La guerre du hijab aura-t-elle lieu ?

Après nos enquêtes en Tunisie, en Algérie et au Maroc (J.A. nos 2388, 2392 et 2395), une question demeure : va-t-on vers un affrontement généralisé entre laïcs et religieux ?

Publié le 19 décembre 2006 Lecture : 8 minutes.

Vu de loin, le tableau ne présente pas de dissonances : le voile se répand uniformément dans les trois pays du Maghreb. Partout, il s’affiche dans les rues, les administrations et les universités. Chaque femme voilée a ainsi l’impression – ou l’espoir – de sauver son âme, sa réputation ou son avenir. Dissimuler sa chevelure suscite le sentiment confortable de plaire à Dieu.
De loin, toujours, toutes les porteuses de hijab se ressemblent : l’uniforme islamiste a remplacé le haïk, le safsari ou la djellaba traditionnels. De ce point de vue, le tchador a indiscutablement appauvri les traditions vestimentaires maghrébines. Pour désigner les jilbab et autres burqa, les Algériens, avec leur humour si particulier, parlent de « scaphandre » ou de « Kinder surprise ». Et pour le foulard à plis, de « 33 tours ». Les grands gagnants dans l’affaire ? Les commerçants, bien sûr, pour qui les moutahajibbat sont devenues une cible marketing de choix. Pourtant, en y regardant de plus près, des différences apparaissent. Si le socle religieux est commun – l’Algérie, la Tunisie et Maroc sont de tradition sunnite -, l’histoire comme les mentalités diffèrent, et les réactions au voile sont loin d’être identiques.

Consignes de l'exercice
1 – Traduisez en anglais cette phrase de l'article sur le voile au Maghreb : « Dissimuler sa chevelure suscite le sentiment confortable de plaire à Dieu. »
2 – Rédigez la suite de l'article sur le voile au Maghreb, en commençant juste après sa dernière phrase.
Le listing n'est d'aucune utilité ici.

Contenu des données
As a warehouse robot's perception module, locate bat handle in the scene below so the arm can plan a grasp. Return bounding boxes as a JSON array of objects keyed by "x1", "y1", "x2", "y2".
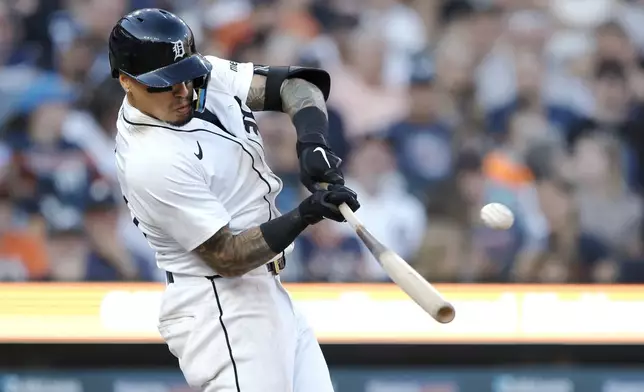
[{"x1": 318, "y1": 182, "x2": 362, "y2": 229}]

Réponses dans l'ordre
1 – Covering one's hair brings the comfortable feeling of pleasing God.

2 –
L’Algérie, réputée conservatrice, et le Maroc, jaloux de ses traditions, offrent un contexte a priori moins hostile au voile. En Tunisie, en revanche, le développement spectaculaire du phénomène surprend. De Tahar Haddad à Habib Bourguiba, du fameux « contrat kairouannais » (qui, au XIVe siècle, interdisait la polygamie) au code du statut personnel, l’émancipation des Tunisiennes paraissait irréversiblement engagée. Il n’en est pas de même en Algérie, où l’essor du féminisme fut contrarié par l’antagonisme entre taqlid (« imitation ») et tajdid (« renouveau »), par les divergences linguistiques (francophones/arabophones) ou ethniques (Berbères/Arabes) et, à partir de 1989, par la violence politico-religieuse. Quant aux Marocaines, elles ont longtemps été tenues en laisse par une Moudawana (code du statut personnel) particulièrement rétrograde, qui n’a été amendée qu’en 2005, grâce à Mohammed VI. En dépit de la persistance d’un discours conservateur qui entend faire des femmes les « garantes de l’authenticité marocaine » – lequel explique d’ailleurs largement leur empressement à se voiler -, elles ont réussi avec réalisme à élargir leur champ d’action et à imposer comme un fait accompli leur présence dans tous les métiers.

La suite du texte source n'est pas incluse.